§ What you should do: Transcribe the passage of the blacksmithing commentary that starts with the words "See what kind" and ends after the words "are somewhat linked.".

§ Article:
——————
Friday, March 16, 2018

Seeking the 'Three Wise Men'...

Knowledge / Skill / Experience

This commentary is framed up against a number of similar first contact requests and questions I've had over the last month (especially).
"My 12 year old (son) has been watching 'Forged in Fire' and is keen to learn blacksmithing. Is there a one day course you teach?"
Or some variation on this theme.

No. No. No.

Right off:
Go and read 'Teens as Students'
then come back to the rest of this...

Knowledge can be had through study.

'Extensive research' is often suggested - this most commonly stated as 'hours spent on YouTube'. You watch 'Forged in Fire'? See my commentaries on that mess.
Problem there is complete lack of 'peer review' and commonly no attempt at all at to indicate the background of the presenter. Everyone is an 'expert', even if they don't actually have a clue! Status is indicated by 'click views' - not by actual achievement level.
(I went to YouTube, and did a general search using 'blacksmith knife' *)

See the title? FORGE a knife.
• The illustration of the forging process is only the first 5 minutes of a 25 minute video.
• The forging process illustrated are not so much wrong - as poorly carried out.
• The hammer technique used is horrible. Too heavy a hammer, grip choked up as a result. Thumb on top of the handle (will lead to tendon damage).
• The heat treating is effectively minimal, certainly not 'best practice'.

Ok, the presenter is attempting to simplify, de-mystify, encourage...
But :
• Briquettes are not the same as charcoal.
• Scrap wood will not produce effective forging temperatures
• Sure, you could use a small piece of scrap plate. Or a rock.
The core purpose of an anvil is *flat* and *stable*. None of the alternatives suggested are effective (even if that small plate had been bolted down to a wood stump - it would have been massively more effective!)
• A woodworking claw hammer? Seriously??
Sure, you *could*. (In Africa, I've seen video of using a fist sized rock as a hammer!)
There is a *reason* metalworking hammers are a different shape. ** 
• "I've only been forging for about 6 months"
Draw your own conclusion...

My overall recommendation:
• Do not start inside YouTube.
• Go to accomplished blacksmith's personal web sites.
See what kind of work they are able to create. How long they have been involved.
Find those with practical experience, proven ability : then look for those who may include tutorials.
• See recommendations on effective reference books for the novice blacksmith

Skill and Experience are somewhat linked.
But they are not exactly the same thing.
——————
§ Source material:
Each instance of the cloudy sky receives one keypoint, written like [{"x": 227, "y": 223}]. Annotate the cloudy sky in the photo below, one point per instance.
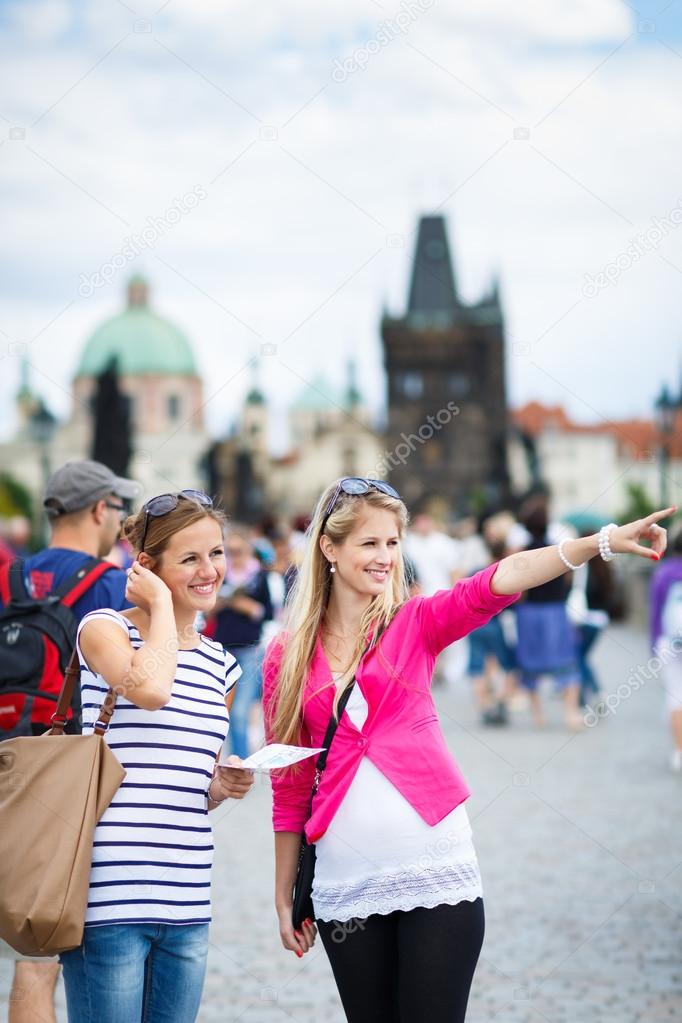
[{"x": 547, "y": 132}]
——————
§ Written response:
See what kind of work they are able to create. How long they have been involved.
Find those with practical experience, proven ability : then look for those who may include tutorials.
• See recommendations on effective reference books for the novice blacksmith

Skill and Experience are somewhat linked.